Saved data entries
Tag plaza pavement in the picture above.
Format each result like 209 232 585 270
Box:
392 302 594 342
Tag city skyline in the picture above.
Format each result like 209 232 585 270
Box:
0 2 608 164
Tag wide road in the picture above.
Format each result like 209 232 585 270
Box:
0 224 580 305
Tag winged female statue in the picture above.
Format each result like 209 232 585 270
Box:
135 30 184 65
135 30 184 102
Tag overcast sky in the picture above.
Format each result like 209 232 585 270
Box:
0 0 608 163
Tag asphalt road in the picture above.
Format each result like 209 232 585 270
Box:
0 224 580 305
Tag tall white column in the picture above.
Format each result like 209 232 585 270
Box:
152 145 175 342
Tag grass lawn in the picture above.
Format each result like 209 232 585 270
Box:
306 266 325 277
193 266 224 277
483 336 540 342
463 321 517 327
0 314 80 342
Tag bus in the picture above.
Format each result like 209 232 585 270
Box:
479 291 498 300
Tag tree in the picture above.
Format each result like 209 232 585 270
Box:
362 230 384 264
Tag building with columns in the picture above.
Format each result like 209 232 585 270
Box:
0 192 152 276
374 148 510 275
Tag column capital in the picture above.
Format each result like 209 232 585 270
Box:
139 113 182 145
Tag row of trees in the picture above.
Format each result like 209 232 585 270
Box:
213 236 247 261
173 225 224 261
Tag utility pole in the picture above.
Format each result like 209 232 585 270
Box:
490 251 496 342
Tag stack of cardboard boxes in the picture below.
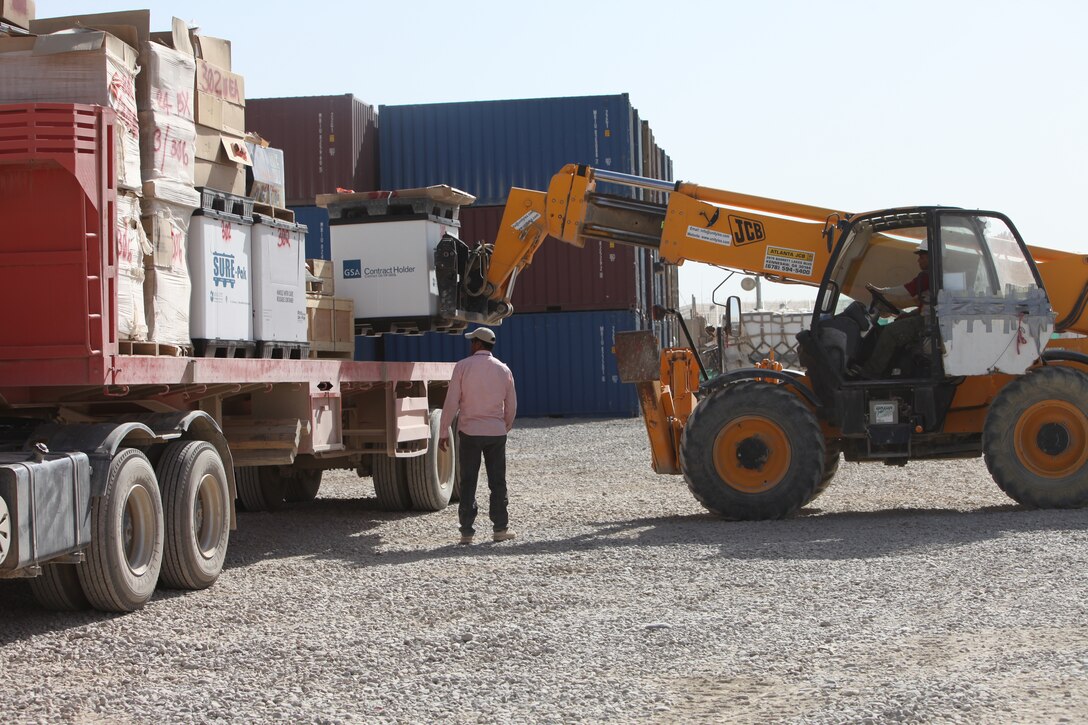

_Aim of the exercise:_ Starting with the line containing "Tag row of trees in the picture above." and going on through the end of the records, output those lines as a numbered list without blank lines. Leave the pictures out.

_Result for this task:_
1. Tag row of trees in the picture above.
2. Format each result like 209 232 585 270
3. Box:
4. 213 236 247 261
5. 173 225 224 261
6. Tag utility pole in the picture above.
7. Format each result like 209 232 585 270
8. Box:
9. 490 251 496 342
10. Tag stack of cardboard boxes in the picture below.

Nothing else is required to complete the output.